[[ Given data open ]]

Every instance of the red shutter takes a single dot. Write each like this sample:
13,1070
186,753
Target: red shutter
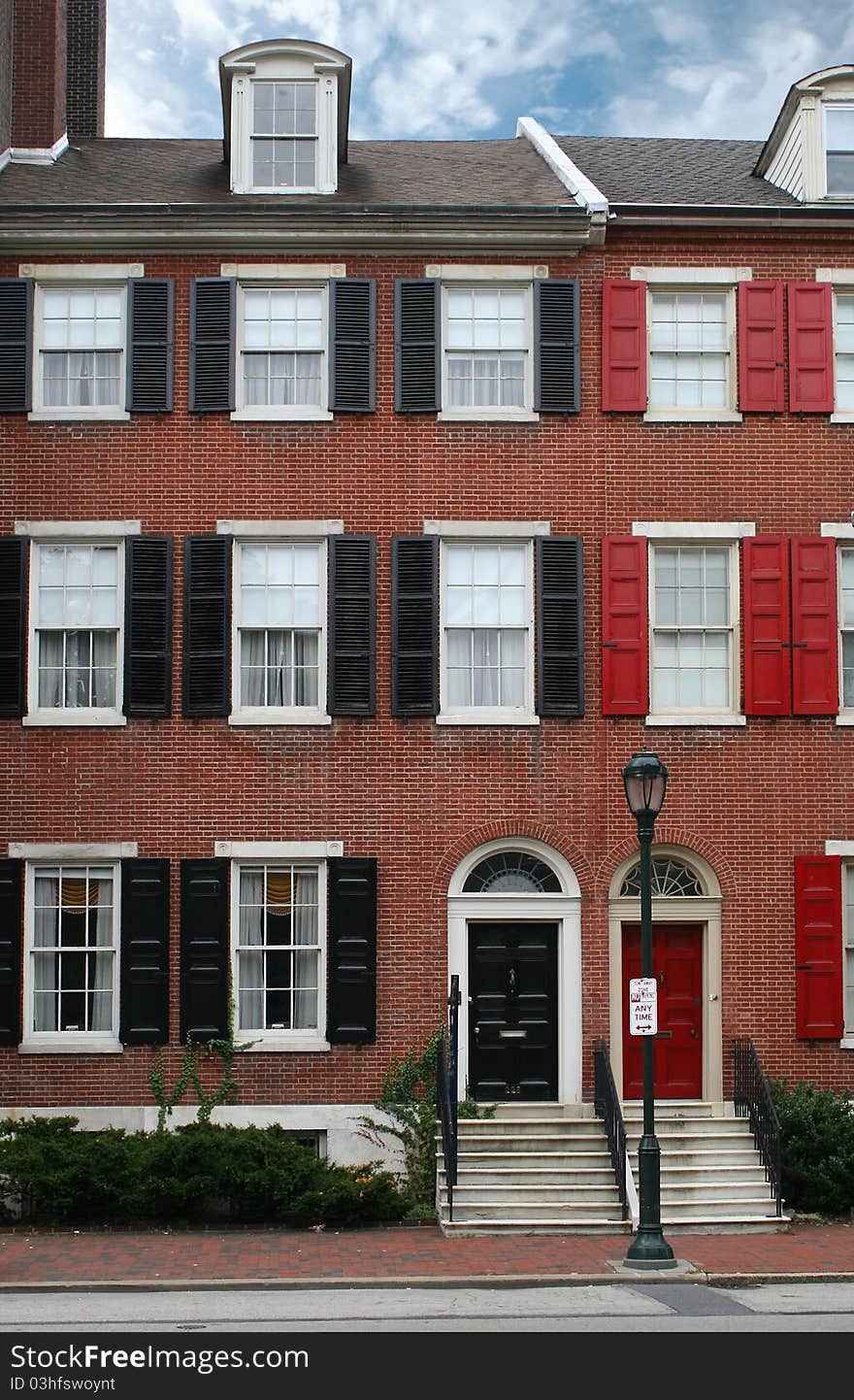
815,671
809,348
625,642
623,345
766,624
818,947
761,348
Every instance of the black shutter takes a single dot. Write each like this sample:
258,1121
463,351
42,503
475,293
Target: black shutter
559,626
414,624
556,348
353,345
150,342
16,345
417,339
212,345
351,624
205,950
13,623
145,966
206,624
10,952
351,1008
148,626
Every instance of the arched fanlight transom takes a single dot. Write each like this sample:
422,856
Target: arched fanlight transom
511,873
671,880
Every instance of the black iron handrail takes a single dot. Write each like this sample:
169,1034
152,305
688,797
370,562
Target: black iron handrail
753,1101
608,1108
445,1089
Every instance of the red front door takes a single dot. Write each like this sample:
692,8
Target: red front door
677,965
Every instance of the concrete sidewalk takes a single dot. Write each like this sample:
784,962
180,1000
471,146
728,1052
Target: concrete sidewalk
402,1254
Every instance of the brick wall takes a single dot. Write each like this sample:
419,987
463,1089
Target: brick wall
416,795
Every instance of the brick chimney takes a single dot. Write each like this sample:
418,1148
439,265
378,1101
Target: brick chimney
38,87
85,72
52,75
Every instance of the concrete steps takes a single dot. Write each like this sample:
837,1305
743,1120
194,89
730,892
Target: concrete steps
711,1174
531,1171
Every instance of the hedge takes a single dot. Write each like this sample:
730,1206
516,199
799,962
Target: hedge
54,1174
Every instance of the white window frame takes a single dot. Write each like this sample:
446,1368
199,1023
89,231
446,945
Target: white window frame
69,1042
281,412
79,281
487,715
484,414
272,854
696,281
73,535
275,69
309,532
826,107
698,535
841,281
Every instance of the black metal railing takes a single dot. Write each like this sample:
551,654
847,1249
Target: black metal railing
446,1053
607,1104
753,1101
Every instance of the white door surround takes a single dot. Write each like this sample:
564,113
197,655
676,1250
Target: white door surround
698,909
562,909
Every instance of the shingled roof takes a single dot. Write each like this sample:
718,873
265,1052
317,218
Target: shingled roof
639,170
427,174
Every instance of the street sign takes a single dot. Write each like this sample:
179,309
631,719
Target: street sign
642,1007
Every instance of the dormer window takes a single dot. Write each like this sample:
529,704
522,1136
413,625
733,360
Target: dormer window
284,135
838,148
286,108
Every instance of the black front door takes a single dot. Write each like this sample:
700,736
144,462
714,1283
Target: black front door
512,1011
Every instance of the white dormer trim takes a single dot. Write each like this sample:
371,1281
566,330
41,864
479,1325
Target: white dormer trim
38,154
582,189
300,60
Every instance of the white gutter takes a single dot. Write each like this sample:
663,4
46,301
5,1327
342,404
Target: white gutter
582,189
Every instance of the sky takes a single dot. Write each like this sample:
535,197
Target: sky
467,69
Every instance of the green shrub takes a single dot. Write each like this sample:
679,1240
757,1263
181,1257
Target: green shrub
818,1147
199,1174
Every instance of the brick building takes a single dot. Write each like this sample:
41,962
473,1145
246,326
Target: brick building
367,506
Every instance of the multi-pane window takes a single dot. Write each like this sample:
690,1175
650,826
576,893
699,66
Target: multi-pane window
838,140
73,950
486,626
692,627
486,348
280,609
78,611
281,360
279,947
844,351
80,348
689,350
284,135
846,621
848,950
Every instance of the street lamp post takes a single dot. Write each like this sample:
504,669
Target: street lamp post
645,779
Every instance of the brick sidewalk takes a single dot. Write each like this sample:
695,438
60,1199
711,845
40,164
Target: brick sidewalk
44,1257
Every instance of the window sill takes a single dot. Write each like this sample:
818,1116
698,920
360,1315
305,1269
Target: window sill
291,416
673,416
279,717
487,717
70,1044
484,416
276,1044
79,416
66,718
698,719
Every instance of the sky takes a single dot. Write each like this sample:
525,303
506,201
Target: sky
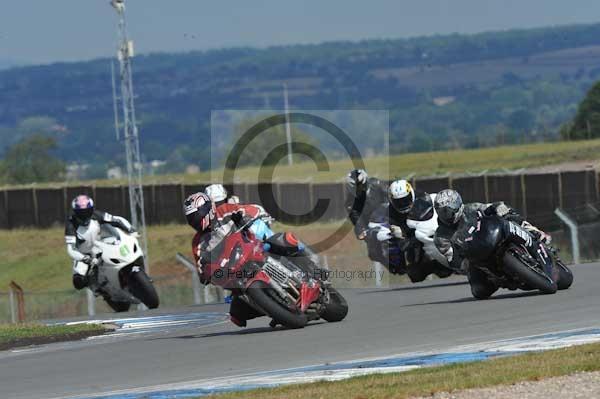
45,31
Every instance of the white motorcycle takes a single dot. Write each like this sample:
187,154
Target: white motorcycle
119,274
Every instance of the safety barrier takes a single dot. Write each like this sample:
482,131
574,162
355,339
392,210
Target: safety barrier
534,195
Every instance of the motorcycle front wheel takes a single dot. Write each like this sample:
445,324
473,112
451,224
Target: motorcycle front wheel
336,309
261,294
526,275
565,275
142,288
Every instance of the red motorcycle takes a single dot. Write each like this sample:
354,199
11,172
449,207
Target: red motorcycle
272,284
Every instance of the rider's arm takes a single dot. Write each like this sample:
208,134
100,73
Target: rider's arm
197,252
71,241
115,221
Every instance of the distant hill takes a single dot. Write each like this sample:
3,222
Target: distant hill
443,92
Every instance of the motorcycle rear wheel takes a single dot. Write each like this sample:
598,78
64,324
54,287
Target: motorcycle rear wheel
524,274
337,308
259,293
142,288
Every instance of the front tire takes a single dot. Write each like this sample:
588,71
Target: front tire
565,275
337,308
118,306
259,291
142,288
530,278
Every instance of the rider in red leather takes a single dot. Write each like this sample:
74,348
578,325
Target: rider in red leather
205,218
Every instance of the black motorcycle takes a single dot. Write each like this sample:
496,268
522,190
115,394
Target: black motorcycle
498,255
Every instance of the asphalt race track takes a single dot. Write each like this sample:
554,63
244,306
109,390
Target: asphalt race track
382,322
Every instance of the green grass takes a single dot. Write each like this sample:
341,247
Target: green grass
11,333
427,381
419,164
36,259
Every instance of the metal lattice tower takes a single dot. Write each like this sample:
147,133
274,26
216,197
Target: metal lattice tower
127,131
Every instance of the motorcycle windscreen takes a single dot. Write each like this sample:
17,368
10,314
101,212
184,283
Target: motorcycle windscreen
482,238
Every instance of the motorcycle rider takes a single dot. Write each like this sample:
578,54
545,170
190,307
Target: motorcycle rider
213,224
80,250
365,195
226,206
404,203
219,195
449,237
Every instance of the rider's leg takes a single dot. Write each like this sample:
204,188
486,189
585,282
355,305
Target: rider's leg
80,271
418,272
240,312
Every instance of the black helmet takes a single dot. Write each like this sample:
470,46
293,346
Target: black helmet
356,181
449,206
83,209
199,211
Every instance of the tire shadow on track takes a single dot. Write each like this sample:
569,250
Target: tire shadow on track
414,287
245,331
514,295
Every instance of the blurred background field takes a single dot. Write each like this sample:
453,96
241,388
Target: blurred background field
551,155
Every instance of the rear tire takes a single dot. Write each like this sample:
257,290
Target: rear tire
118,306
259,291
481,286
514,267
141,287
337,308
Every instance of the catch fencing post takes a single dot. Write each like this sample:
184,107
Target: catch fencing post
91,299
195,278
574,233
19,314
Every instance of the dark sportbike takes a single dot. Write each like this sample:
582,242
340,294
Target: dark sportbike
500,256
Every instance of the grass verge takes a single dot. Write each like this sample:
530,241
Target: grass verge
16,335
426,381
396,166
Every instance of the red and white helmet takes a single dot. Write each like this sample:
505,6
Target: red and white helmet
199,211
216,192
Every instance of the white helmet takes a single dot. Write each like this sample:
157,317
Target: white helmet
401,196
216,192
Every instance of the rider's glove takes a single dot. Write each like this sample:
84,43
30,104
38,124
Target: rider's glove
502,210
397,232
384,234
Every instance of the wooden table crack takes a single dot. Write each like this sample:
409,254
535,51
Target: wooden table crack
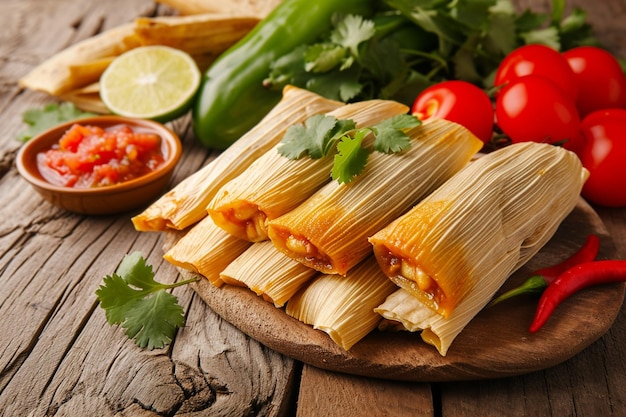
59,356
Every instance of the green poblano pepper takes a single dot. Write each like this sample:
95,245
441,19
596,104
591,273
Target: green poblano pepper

[[ Given data closed ]]

◆ Your assignment:
Repeat all the records exactly, images excluded.

◆ Solved exercise:
Every instance of the red shutter takes a single dot. Write each like this sample:
13,1070
186,753
Target: red shutter
815,671
809,348
625,642
623,345
766,624
818,947
761,348
Every instance of the black shutter takes a single dot. Write each like this sample:
258,1121
463,351
42,503
475,293
Target: black shutter
559,626
414,624
556,348
353,345
150,342
16,345
417,339
212,345
351,624
205,950
13,623
145,966
206,624
10,952
351,1008
148,626
Every instance of the arched fanlight transom takes a single dot. Write each like this sample:
422,856
Target: arched fanlight transom
511,873
671,880
Every instance of the black iron handrail takes a single dot. Write each like this sample:
169,1034
152,305
688,797
370,562
Target: black iron handrail
753,1101
608,1108
445,1089
Every instance of the red front door takes a single dot. Write each like this sample:
692,8
Target: red front door
677,965
Every instance of the concrete sidewalk takes a single dot. Write each like this sample:
784,962
180,1000
471,146
728,1052
Target: concrete sidewalk
402,1254
Every instance of the brick wall takes a single dot. Write each like this sample:
419,987
463,1089
Target: brick wall
416,795
Every instance of the brick chimney takes a single dot. Write each like this sample:
418,1148
439,265
378,1101
Target: brick chimney
38,87
85,72
52,75
Every instance of the concrete steps takes a single dot. Write each like this sample:
837,1305
743,1120
194,89
730,892
Target: concrete steps
711,1174
531,1171
Every instance of the hedge takes a single dot. Write each like this sample:
730,1206
516,199
799,962
Target: hedge
54,1174
Every instance of the white window frame takes a single dot. Write each like this sample:
446,1368
199,1023
89,231
446,945
Target: white window frame
69,1042
281,412
79,281
487,715
484,414
272,854
696,281
73,535
275,69
309,532
826,107
698,535
841,281
Every instance of the black metal railing takes a single dot. Write each like this sample:
551,654
847,1249
Target: black metal railing
446,1053
607,1104
753,1101
Every instance of the white door surround takes a single dot. Write each like this sample:
564,113
197,655
676,1250
Target: white door surround
698,909
562,909
Every instance of the shingled roof takes a single dot. Write each like this sample:
718,873
265,1052
317,218
Target: shingled roof
639,170
427,174
Every instance of the street sign takes a single dot. Write each like this sample:
179,309
631,719
Target: street sign
642,1007
Every instance of the dormer window takes a single dot. Write each like this sample:
529,704
522,1136
413,625
733,360
Target: dormer window
284,135
838,148
286,108
Every instance of the black front door takes a single dot. Write each like this sample:
700,736
144,462
714,1283
Target: black front door
512,1011
Every instance of the white dormer trim takes a single dot. Write each like this sample:
371,1281
566,330
41,864
479,1325
Target: white dormer trim
38,154
582,189
300,60
Every instance of the white gutter takes a single dot. Write each like this sample:
663,4
46,301
5,1327
342,404
Target: white gutter
582,189
Every instance of the sky takes a single dot. Write each like this sample:
535,197
Target: sky
467,69
Every instance of the green shrub takes a single dot. Write each like this sample:
679,1240
757,1263
181,1257
Target: green shrub
818,1147
199,1174
Every instance of the brick building takes a single dot. Write each like this sample:
41,962
473,1145
246,326
Target: brick building
367,506
Every instance of the multi-pane window takes a single dot. Write each like this sample:
690,1175
650,826
576,893
699,66
Target: multi-pane window
838,140
73,950
486,626
692,627
486,348
280,609
78,611
281,360
279,947
844,351
80,348
689,350
284,135
846,621
848,950
Every instance of the street lamp post takes a single dot. Write each like this sample:
504,669
Target: street lamp post
645,779
Every instance of the brick sidewalk takes a single dot. Write each like this sample:
695,438
60,1199
711,845
40,164
Target: brick sidewalk
44,1257
Every instance of the window sill takes a single dot. Write each like this sample:
818,1116
698,920
360,1315
305,1269
Target: window sill
291,416
673,416
279,717
487,717
70,1044
484,416
276,1044
79,416
66,718
698,719
Every instance of the sky takes a single dot. Write each like this sample:
525,303
506,201
Target: sky
45,31
Every instance of the white motorcycle takes a single dot. Write each like this sample:
187,154
Target: white motorcycle
119,274
Every instance of the safety barrier takes a single dot. Write each like this sample:
482,131
574,162
355,339
392,210
Target: safety barrier
534,195
Every instance of the motorcycle front wheel takes a single dot. Write each like this sample:
445,324
473,112
451,224
Target: motorcycle front wheel
336,309
261,294
526,275
565,275
142,288
Every instance of the red motorcycle takes a single dot. Write each like this sample:
354,199
11,172
449,207
Target: red motorcycle
272,284
Every instance of the rider's arm takes a single dot. Write each like this sample:
208,134
100,73
Target: rider's arm
197,252
71,241
115,221
Every instance of the distant hill takes a single dot. Write each like this sample:
3,222
Target: distant hill
443,92
Every instance of the motorcycle rear wheel takes a single dot. Write each like this sample:
598,78
64,324
54,287
Target: motorcycle rear wheel
524,274
337,308
259,293
142,288
Every instance of the front tire takes a single dot. Write each like this sample:
588,71
Target: front tire
565,275
337,308
118,306
259,291
142,288
530,278
Every instance of the rider in red leather takes a single dot. Write each like this sample:
74,348
578,325
Target: rider in red leather
205,218
Every instance of the black motorcycle takes a single dot. Write each like this sample:
496,268
522,190
115,394
Target: black motorcycle
498,255
Every instance of the asphalt race track takes a single dot. Write each like this sample:
554,63
244,306
109,390
Target: asphalt race track
382,322
Every instance of the green grass takes a single dot. Write each like this sample:
341,247
Target: green grass
11,333
427,381
419,164
36,259
Every instance of the metal lattice tower takes a single dot. Write each like this sample:
147,133
274,26
216,197
Target: metal lattice tower
127,131
Every instance of the motorcycle windscreen takes a single dot. Write each like this sample:
17,368
10,314
101,212
184,283
Target: motorcycle windscreen
482,238
Every instance of the motorcycle rider takes a single dot. Write each like this sample:
578,54
545,170
190,307
Target: motorcycle rider
213,224
80,250
365,195
226,206
404,203
219,195
449,237
Every instance of the rider's leg takes a single dot. Write each like this sample:
204,188
486,189
585,282
355,305
Target: rider's leg
80,271
418,272
240,312
Every instance of the black helmet takes a single dot. Write each like this sample:
470,46
293,346
Target: black helmet
356,181
449,206
83,209
199,211
Every instance of the tire shadow on track takes a single dot. Write each like this sample:
569,250
Target: tire shadow on track
414,287
245,331
514,295
Every instance of the blurred background field takes a single dot. Write each like this sample:
453,96
241,388
Target: blurred background field
551,155
Every instance of the rear tire takes a single dot. Write each like this sample:
257,290
Target: rear tire
118,306
259,291
481,286
514,267
141,287
337,308
Every instance of the catch fencing post takes a single dot. Write each like this sample:
184,107
Target: catch fencing post
91,299
195,278
574,233
19,314
Every instance of the dark sportbike takes a single dot. Write each like this sample:
582,242
340,294
Target: dark sportbike
500,256
Every instance of the grass verge takes a single dot. Write each like this sample:
530,241
Target: grass verge
16,335
426,381
396,166
Every instance of the red and white helmet takes a single dot. Write each like this sample:
505,6
Target: red and white helmet
199,211
216,192
Every instance of the white helmet takes a single dot. Write each like this sample:
157,317
Target: white helmet
401,196
216,192
Every instance of the rider's glove takes a single dot. Write each like this sample:
84,43
30,104
38,124
Target: rider's glove
502,210
397,232
384,234
Every instance of the wooden table crack takes a single dot. Write each like this sample:
409,254
535,51
Target: wooden table crack
59,356
Every instance of the green poblano pepper takes a single dot. Write each like this sample:
95,245
441,19
596,104
591,273
Target: green poblano pepper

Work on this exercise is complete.